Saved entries
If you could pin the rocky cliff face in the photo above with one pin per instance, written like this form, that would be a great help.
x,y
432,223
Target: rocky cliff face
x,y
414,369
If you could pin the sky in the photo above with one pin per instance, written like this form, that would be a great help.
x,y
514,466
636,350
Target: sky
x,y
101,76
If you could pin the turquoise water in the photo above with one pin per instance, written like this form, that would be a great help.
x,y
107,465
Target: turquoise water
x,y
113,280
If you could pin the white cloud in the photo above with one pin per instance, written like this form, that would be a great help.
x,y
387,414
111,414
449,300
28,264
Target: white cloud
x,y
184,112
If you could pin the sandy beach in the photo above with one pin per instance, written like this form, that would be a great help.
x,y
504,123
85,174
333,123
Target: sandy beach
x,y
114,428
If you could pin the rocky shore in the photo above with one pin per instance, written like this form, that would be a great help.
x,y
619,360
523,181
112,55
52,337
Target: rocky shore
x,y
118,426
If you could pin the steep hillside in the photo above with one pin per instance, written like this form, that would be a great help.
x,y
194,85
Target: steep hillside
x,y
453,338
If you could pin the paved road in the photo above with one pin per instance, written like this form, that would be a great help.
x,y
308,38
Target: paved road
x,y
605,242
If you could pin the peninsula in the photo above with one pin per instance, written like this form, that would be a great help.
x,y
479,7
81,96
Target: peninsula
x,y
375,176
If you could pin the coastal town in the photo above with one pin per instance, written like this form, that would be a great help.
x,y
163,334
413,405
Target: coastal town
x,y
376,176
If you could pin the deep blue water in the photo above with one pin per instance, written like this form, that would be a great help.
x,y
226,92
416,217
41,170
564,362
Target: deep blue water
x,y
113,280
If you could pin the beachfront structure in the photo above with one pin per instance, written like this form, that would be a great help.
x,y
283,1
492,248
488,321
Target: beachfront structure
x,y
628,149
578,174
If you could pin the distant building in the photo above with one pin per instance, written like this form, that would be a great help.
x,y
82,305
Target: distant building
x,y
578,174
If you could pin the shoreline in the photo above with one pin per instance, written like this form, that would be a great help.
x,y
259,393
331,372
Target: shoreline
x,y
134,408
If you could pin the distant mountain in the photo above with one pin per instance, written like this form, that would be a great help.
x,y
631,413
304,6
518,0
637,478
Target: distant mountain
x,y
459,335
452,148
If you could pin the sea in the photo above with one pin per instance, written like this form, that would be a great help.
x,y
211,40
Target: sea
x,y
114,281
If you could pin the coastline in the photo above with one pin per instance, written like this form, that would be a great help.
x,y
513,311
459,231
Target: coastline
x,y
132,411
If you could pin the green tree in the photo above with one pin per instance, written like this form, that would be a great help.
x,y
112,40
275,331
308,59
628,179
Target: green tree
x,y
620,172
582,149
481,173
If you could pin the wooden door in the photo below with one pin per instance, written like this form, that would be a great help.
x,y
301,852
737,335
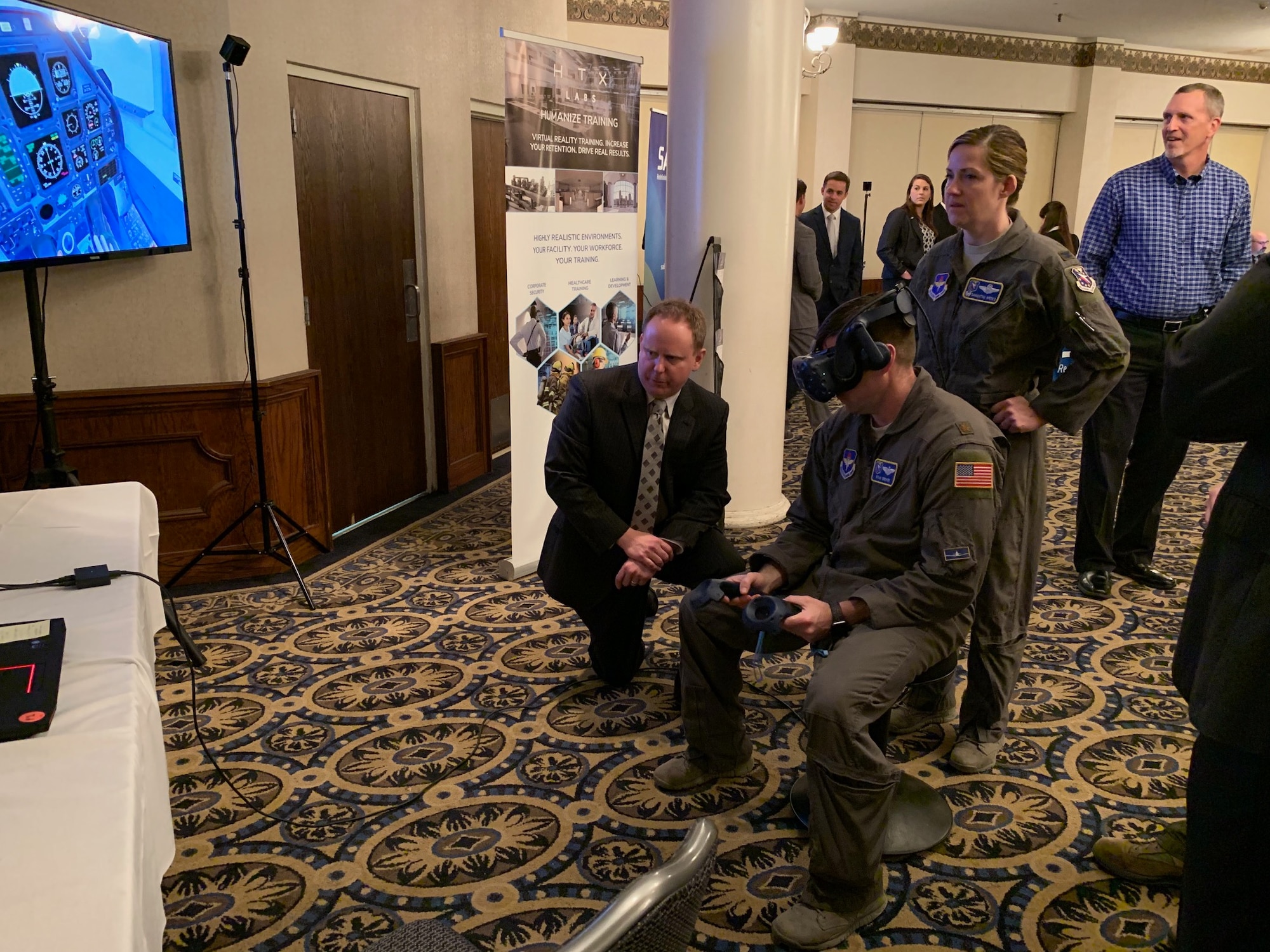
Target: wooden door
x,y
490,210
358,248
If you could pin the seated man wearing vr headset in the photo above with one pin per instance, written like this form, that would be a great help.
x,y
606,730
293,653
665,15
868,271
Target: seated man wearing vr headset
x,y
885,553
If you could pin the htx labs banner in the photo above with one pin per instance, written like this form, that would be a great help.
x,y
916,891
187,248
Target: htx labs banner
x,y
572,246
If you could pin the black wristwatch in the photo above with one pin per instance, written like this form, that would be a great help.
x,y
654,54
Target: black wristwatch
x,y
840,626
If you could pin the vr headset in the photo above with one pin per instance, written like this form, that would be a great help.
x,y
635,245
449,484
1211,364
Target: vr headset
x,y
836,370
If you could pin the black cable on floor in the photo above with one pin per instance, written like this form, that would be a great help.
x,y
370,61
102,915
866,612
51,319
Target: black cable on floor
x,y
303,824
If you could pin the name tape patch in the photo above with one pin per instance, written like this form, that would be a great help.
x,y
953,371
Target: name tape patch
x,y
886,473
938,288
986,293
972,477
848,468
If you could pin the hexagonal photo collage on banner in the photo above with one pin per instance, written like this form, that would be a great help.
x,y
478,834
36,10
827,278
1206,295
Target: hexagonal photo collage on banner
x,y
578,338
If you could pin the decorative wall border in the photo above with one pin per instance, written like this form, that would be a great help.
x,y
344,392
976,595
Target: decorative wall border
x,y
655,15
956,43
1057,53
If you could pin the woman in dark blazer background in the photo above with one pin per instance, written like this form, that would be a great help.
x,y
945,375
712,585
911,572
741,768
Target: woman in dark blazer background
x,y
909,233
1055,227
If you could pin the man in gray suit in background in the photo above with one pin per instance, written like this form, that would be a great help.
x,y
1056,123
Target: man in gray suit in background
x,y
805,294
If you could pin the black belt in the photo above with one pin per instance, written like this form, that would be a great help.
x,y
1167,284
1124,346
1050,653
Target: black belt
x,y
1159,324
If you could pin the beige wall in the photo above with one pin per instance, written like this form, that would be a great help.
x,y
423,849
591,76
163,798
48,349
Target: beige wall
x,y
887,77
1144,97
175,319
888,147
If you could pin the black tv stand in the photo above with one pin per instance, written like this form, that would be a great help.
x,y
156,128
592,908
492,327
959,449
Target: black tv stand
x,y
55,472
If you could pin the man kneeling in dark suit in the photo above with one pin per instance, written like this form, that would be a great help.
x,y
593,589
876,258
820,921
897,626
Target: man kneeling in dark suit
x,y
638,469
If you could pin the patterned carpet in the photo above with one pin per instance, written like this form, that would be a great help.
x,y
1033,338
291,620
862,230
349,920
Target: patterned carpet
x,y
422,667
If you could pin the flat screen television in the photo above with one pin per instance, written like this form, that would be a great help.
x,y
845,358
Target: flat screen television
x,y
91,164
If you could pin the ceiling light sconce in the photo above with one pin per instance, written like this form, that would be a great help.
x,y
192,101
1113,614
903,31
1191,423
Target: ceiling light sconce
x,y
820,32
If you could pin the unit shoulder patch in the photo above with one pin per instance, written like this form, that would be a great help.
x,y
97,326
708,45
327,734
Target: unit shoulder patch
x,y
1083,280
986,293
885,473
975,474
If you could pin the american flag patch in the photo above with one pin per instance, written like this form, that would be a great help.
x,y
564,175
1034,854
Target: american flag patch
x,y
972,477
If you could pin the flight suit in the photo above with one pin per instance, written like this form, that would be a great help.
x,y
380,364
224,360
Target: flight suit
x,y
905,522
996,332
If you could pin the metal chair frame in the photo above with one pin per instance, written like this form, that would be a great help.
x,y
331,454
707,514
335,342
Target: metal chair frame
x,y
647,893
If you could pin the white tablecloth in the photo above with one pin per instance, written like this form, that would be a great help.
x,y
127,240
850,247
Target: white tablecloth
x,y
86,827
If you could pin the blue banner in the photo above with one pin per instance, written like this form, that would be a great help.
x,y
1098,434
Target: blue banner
x,y
655,213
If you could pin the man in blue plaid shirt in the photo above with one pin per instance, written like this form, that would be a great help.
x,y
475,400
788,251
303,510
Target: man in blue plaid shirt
x,y
1165,241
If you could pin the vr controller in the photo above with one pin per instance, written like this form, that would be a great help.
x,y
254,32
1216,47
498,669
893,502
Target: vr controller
x,y
714,591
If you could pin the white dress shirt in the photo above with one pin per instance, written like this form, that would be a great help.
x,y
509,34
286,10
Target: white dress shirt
x,y
831,224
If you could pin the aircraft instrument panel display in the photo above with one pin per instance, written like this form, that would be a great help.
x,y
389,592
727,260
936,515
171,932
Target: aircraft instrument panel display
x,y
90,150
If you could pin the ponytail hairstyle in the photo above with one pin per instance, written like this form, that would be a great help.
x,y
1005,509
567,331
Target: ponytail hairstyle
x,y
1006,153
1055,219
928,215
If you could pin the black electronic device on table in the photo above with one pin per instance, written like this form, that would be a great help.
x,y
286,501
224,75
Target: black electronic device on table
x,y
31,671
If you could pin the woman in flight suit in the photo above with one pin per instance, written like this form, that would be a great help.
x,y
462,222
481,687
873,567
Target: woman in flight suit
x,y
999,308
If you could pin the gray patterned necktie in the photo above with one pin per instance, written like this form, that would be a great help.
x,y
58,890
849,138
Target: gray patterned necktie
x,y
651,470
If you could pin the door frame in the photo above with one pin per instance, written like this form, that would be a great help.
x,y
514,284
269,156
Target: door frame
x,y
421,252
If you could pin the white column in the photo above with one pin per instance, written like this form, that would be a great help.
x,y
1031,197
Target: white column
x,y
1084,159
835,95
733,167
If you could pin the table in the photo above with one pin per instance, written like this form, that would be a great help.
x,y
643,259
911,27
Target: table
x,y
86,826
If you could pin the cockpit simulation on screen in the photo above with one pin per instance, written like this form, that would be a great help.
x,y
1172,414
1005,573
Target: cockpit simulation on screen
x,y
90,150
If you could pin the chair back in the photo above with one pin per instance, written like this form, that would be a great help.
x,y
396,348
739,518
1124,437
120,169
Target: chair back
x,y
658,912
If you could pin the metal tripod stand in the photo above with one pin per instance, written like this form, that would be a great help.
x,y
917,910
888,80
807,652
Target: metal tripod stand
x,y
274,541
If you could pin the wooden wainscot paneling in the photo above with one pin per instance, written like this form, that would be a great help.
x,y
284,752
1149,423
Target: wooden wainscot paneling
x,y
194,447
462,402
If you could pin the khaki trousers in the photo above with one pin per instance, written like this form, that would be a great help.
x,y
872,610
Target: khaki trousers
x,y
852,780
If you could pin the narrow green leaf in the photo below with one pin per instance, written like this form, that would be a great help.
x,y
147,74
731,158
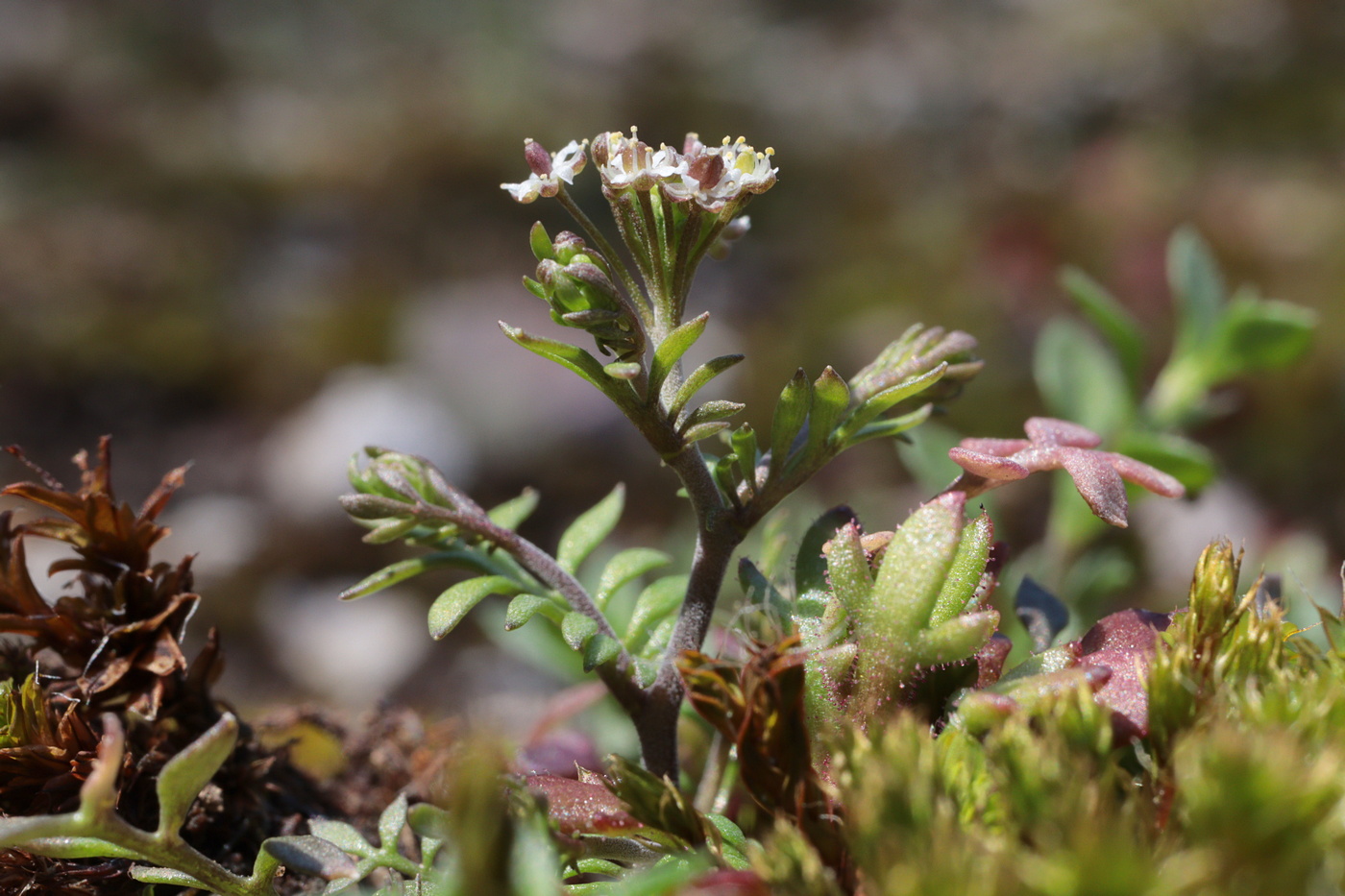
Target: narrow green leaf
x,y
709,412
672,348
589,529
1255,335
705,430
541,242
893,426
165,876
451,607
830,400
1197,287
522,608
968,566
654,604
810,569
599,650
515,510
390,530
791,410
885,400
698,378
399,572
1080,379
1112,318
625,568
74,846
390,824
342,835
569,356
577,628
746,452
623,369
185,774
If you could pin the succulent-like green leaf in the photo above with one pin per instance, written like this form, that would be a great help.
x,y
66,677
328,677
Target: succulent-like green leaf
x,y
522,608
451,607
511,513
588,532
600,648
313,856
655,603
830,400
185,774
709,412
577,628
966,572
1080,378
390,824
698,378
342,835
1115,323
1197,287
1255,334
810,568
404,569
791,412
672,348
885,400
569,356
625,568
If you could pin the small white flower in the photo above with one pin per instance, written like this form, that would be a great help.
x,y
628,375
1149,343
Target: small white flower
x,y
717,177
627,161
548,170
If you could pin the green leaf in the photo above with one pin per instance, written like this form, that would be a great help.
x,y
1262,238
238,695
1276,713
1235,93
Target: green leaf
x,y
705,430
624,568
522,608
709,412
654,604
791,410
885,400
672,348
184,775
1255,335
599,650
830,400
451,607
541,242
968,566
515,510
165,876
401,570
1112,318
891,428
810,569
313,856
746,452
390,824
342,835
589,529
577,628
569,356
390,530
1080,379
1193,465
698,378
1197,287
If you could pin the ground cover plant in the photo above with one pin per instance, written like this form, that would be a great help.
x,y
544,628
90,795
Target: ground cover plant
x,y
871,714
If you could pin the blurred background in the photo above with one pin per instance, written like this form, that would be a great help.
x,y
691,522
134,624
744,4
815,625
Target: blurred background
x,y
259,235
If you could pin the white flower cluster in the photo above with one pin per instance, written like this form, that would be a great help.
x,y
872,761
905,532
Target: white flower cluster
x,y
548,170
709,177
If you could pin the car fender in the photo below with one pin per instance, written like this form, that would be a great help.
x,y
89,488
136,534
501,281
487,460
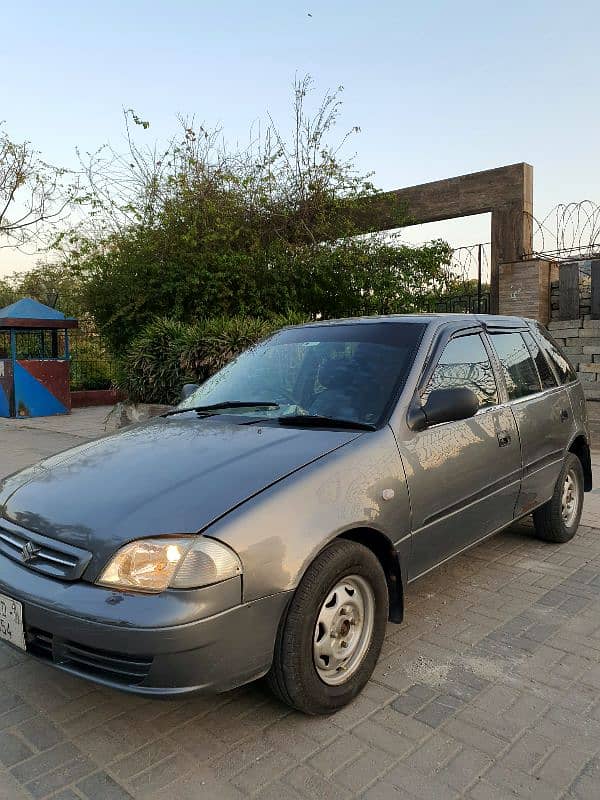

(Exercise): Wherever the word "below" occurs in the data above, copy the line it sits in.

(Answer box):
If you could pin the wooden door in the photo below with one pin per instance, written like this form, that would be a great help.
If you could pin the narrow green leaf in the photo below with one pin per instance, written like this form, that would be a great help.
If you could pin the car fender in the photo below with one pin per instance, written like this form, that would be a great help.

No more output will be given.